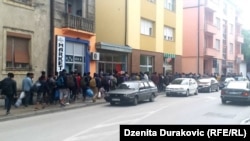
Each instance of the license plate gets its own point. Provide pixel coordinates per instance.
(115, 99)
(234, 92)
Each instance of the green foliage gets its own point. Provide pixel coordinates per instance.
(245, 48)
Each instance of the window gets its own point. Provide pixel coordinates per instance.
(231, 48)
(231, 28)
(218, 23)
(153, 1)
(169, 4)
(146, 27)
(217, 44)
(17, 53)
(168, 33)
(25, 2)
(146, 63)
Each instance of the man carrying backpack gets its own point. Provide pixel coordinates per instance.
(9, 90)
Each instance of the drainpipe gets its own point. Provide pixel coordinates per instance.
(129, 58)
(126, 19)
(51, 61)
(198, 42)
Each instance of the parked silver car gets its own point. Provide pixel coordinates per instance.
(236, 91)
(182, 86)
(132, 92)
(208, 85)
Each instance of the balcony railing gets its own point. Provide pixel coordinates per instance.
(240, 57)
(211, 28)
(78, 22)
(211, 5)
(239, 39)
(212, 52)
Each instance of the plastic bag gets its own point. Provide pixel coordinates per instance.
(99, 95)
(89, 92)
(22, 95)
(19, 100)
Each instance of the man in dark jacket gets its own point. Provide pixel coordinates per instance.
(9, 90)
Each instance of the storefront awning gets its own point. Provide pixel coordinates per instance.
(112, 47)
(169, 55)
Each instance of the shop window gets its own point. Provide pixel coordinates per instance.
(25, 2)
(146, 63)
(17, 53)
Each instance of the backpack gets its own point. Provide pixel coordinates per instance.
(83, 82)
(60, 81)
(70, 81)
(92, 82)
(6, 86)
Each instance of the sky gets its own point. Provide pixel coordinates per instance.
(245, 7)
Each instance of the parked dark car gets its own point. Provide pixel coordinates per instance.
(241, 78)
(132, 92)
(208, 85)
(224, 81)
(238, 91)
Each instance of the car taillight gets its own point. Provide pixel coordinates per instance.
(246, 93)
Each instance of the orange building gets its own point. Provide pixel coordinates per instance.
(73, 36)
(211, 37)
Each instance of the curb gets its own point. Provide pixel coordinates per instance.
(47, 111)
(246, 121)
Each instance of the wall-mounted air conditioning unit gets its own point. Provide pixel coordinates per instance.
(95, 56)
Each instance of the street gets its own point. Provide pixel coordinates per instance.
(101, 122)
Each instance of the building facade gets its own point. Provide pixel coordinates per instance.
(139, 36)
(24, 38)
(212, 37)
(73, 35)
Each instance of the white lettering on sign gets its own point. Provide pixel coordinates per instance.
(60, 53)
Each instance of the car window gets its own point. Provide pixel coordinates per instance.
(128, 85)
(177, 81)
(151, 84)
(235, 85)
(141, 85)
(204, 81)
(146, 84)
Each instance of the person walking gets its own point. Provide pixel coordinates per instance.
(9, 90)
(27, 85)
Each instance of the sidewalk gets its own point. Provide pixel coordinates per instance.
(22, 112)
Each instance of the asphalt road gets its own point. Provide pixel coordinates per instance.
(101, 122)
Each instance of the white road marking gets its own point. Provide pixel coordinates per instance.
(85, 133)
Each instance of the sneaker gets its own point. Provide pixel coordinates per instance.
(62, 104)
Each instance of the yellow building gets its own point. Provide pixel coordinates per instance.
(139, 35)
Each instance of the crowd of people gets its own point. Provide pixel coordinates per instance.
(64, 88)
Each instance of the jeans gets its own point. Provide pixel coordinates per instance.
(8, 103)
(27, 98)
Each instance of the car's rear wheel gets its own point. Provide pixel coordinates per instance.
(196, 92)
(217, 89)
(223, 101)
(152, 98)
(210, 90)
(187, 93)
(135, 102)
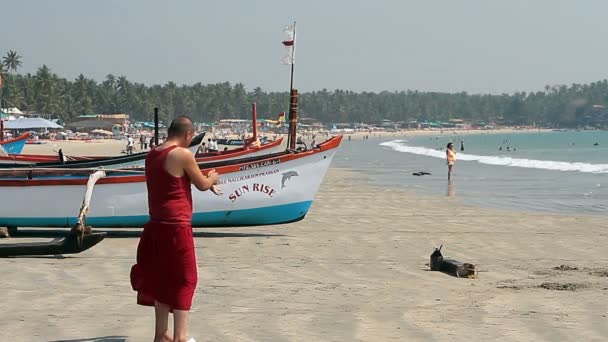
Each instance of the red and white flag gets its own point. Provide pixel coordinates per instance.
(289, 41)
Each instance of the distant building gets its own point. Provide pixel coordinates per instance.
(120, 119)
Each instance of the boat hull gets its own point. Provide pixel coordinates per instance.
(15, 146)
(263, 192)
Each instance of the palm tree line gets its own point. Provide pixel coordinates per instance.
(46, 92)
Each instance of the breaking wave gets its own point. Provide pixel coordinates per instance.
(398, 145)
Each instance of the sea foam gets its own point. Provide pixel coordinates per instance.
(398, 145)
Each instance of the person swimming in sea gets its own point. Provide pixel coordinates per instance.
(451, 158)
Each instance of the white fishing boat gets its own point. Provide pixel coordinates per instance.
(257, 191)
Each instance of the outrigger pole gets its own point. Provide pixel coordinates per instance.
(155, 126)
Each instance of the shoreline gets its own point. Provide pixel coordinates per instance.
(343, 273)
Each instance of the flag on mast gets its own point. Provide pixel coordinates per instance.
(289, 42)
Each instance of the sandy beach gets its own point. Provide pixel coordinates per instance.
(353, 270)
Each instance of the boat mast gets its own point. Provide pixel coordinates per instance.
(293, 98)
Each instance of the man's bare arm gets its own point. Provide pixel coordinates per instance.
(197, 178)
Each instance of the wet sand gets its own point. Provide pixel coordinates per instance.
(353, 270)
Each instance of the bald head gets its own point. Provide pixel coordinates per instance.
(179, 126)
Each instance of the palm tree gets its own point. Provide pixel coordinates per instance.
(1, 74)
(12, 61)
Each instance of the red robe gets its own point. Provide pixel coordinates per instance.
(166, 269)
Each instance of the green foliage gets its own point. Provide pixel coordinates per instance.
(46, 92)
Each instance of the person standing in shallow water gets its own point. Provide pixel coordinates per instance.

■ WHAT IS REQUIRED: In your copy of the entries above, keep the text exact and leave out the pictures.

■ EXERCISE OUTPUT:
Each instance of the license plate gets its own point. Provide pixel coordinates per instance.
(115, 99)
(234, 92)
Each instance of the green foliage gets its own point. Provide pixel coordinates per instance.
(245, 48)
Each instance of the window gets its own point. Provide pixel coordinates per instance.
(231, 48)
(231, 28)
(218, 23)
(153, 1)
(169, 4)
(146, 27)
(217, 44)
(17, 53)
(168, 33)
(25, 2)
(146, 63)
Each instance of the man carrying backpack gets its own point. Provide pixel coordinates per instance.
(9, 90)
Each instance of the drainpipe gets its own point. Provide pixel coordinates per instance.
(129, 58)
(126, 19)
(51, 61)
(198, 42)
Each instance of the parked silver car gets its own point. Provide pixel coordinates per instance.
(236, 91)
(182, 86)
(132, 92)
(208, 85)
Each instance of the balcony railing gets its own point. Provide pixel coordinates per instance.
(240, 57)
(211, 28)
(78, 22)
(211, 5)
(239, 39)
(212, 52)
Each instance of the plastic bag gets its own point. Provide pixel coordinates per instance.
(99, 95)
(89, 92)
(22, 95)
(19, 100)
Each instance of the man in dark jacket gets its own point. Provide pixel coordinates per instance.
(9, 90)
Each instance of the storefront awning gets its own point. Provide pixel coordinates per instance.
(112, 47)
(169, 55)
Each instance of the shop window gets its own point. Provide pixel coordinates per instance.
(25, 2)
(146, 63)
(17, 53)
Each instance of the backpack gets its own point. Provide pixel coordinates per instance.
(83, 82)
(60, 81)
(70, 81)
(92, 82)
(6, 86)
Each instance of the sky gets its own point. Provide pixel coordinates per instance.
(245, 7)
Each instance of the parked dark car gets its own point. Provide pixel coordinates per instance.
(241, 78)
(132, 92)
(208, 85)
(224, 81)
(238, 91)
Each instance of the car taillight gets its own point. Provide pixel coordinates per instance.
(246, 93)
Each instance of the orange building gets its own point. Provide pixel coordinates per instance.
(73, 36)
(211, 37)
Each instance of the curb gets its own point. Provide pixel coordinates per instance.
(47, 111)
(246, 121)
Each instance of the wall-mounted air conditioning unit gets its own point. Provide pixel coordinates per instance.
(95, 56)
Each instance of the street gets its own point. Provide pixel coordinates per instance.
(101, 122)
Each instance of the building facade gets its own point. Provide pixel coordinates per instance.
(139, 36)
(24, 38)
(212, 37)
(73, 35)
Each instance of the white lettering on sign gets its own point. Provide pixel coordinates per instance.
(60, 53)
Each instance of the car window gets its own point. Provide pixel coordinates per instance.
(128, 85)
(177, 81)
(151, 84)
(235, 85)
(141, 85)
(204, 81)
(146, 84)
Each instance of the person walking gets its own point. Provide pixel coordinates per instance.
(9, 90)
(27, 85)
Each instance of the sidewalk gets its own point. Provide pixel coordinates per instance.
(22, 112)
Each instance of the asphalt road gets its own point. Provide pixel coordinates per instance.
(101, 122)
Each instance of the white road marking gets its own point. Provide pixel coordinates per instance.
(85, 133)
Each instance of the sneaker gets its own point. Provide pixel coordinates per instance.
(62, 104)
Each instance of the yellow building gets its own point. Provide pixel coordinates per instance.
(139, 35)
Each instance of the crowd of people gets its own point. Provide pixel coordinates per instance.
(64, 88)
Each instance of the jeans gets its own point. Provide pixel coordinates per instance.
(8, 103)
(27, 98)
Each instance of the car's rear wheel gets its own point. Provide pixel coordinates per instance.
(196, 92)
(217, 89)
(223, 101)
(152, 98)
(210, 90)
(187, 93)
(135, 102)
Each instance of the red and white flag gets its own point. Provide pixel coordinates per instance.
(289, 41)
Each instance of the distant building gets its own point. Provide pixel coordinates per instance.
(120, 119)
Each instance of the boat hull gets its own point. Provide pixel coordinates per instance.
(15, 146)
(263, 192)
Each instance of the palm tree line gets its own point. Provide pixel coordinates per instance.
(46, 92)
Each instance of the breaking wave gets its own point. Provide pixel coordinates per instance.
(398, 145)
Each instance of the sea foam gets its own point. Provide pixel coordinates per instance.
(398, 145)
Each instance of the person swimming in sea gets its own point. Provide pixel coordinates per instance.
(451, 158)
Each instance of the white fishing boat gets its own point. Provide pixel coordinates per instance.
(257, 191)
Each instance of the outrigger pole gets its own point. Provide pixel coordinates per instance.
(155, 126)
Each instance of the shoreline gets its own point. Provide pixel coordinates per instance.
(343, 273)
Each instance of the flag on mast gets its own point. Provide pixel coordinates per instance.
(289, 42)
Each instance of the sandy beach gets its own point. Provide pixel coordinates per instance.
(353, 270)
Each instance of the boat mast gets its own point. Provide pixel coordinates per instance.
(293, 98)
Each instance of the man's bare arm gets its own point. Provide pixel coordinates per instance.
(197, 178)
Each instance of the wet sand gets its own point. Provide pixel coordinates per instance.
(353, 270)
Each instance of the bald head gets its own point. Provide pixel coordinates per instance.
(179, 126)
Each instance of the palm tree gets its own point. Provide pixel coordinates per instance.
(1, 74)
(12, 61)
Each instance of the red robe gets its own point. Provide pixel coordinates per instance.
(166, 269)
Each instance of the green foliage gets its own point. Provide pixel coordinates per instance.
(46, 92)
Each instance of the person standing in shallow water gets its own point. Provide pixel coordinates per instance.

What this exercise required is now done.